* Start RECORD SET *
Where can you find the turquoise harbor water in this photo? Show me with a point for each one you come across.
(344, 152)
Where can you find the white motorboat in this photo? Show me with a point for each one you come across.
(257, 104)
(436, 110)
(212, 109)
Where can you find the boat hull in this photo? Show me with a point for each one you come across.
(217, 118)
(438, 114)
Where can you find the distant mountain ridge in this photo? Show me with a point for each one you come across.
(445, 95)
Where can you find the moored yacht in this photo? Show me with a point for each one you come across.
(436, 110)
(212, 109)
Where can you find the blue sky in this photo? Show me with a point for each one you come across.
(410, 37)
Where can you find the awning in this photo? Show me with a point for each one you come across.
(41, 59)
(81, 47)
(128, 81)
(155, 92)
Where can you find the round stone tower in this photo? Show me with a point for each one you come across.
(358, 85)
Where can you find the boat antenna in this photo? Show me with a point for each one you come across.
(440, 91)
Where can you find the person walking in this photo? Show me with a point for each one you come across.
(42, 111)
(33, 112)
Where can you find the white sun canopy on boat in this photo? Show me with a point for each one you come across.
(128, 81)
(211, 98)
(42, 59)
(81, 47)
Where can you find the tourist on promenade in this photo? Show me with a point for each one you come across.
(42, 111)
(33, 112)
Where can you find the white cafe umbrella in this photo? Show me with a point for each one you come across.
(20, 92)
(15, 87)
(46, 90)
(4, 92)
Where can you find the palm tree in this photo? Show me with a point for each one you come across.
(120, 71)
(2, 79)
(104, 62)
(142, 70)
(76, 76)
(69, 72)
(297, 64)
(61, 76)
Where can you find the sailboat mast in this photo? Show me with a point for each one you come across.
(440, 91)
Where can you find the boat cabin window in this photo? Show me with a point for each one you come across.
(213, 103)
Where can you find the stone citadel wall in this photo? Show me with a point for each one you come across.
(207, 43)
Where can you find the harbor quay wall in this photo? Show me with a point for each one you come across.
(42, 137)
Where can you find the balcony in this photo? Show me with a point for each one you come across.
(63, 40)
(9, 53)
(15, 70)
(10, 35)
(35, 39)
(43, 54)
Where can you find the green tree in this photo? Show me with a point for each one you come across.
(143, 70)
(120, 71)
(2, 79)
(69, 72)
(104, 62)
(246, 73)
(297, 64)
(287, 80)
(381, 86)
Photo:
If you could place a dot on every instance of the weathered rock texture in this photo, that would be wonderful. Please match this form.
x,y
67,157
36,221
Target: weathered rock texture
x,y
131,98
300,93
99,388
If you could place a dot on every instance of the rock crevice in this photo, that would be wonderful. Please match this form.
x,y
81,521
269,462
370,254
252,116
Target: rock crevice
* End RECORD SET *
*REQUIRED WORK:*
Starting with the line that contains "Where can you find the balcony" and going on through the end of the data, copy out every line, requests included. Multiply each point coordinate in the answers by 0.85 and round to the nearest whole number, with halves rounding up. Leave the numbers in the requests and their format samples unchanged.

*FINISHED ANSWER:*
Where can you find the balcony in this photo? Show me with a point for each one you come across.
(54, 34)
(8, 45)
(13, 60)
(9, 30)
(30, 33)
(37, 46)
Where can you find the green tree in this photo? Show me with a point for each one you come across.
(122, 60)
(102, 60)
(2, 67)
(59, 61)
(88, 53)
(209, 62)
(252, 54)
(244, 68)
(324, 73)
Photo:
If you could place a dot on every instance of the weathered rock texture in this photo, that would be wonderful. Please match this form.
x,y
67,157
36,221
Target: weathered rock texture
x,y
111,83
255,79
84,330
If you could place a dot on every instance of the rock crevice in this photo, that would be wonderful. Please match this form.
x,y
81,521
269,462
370,254
252,116
Target: rock crevice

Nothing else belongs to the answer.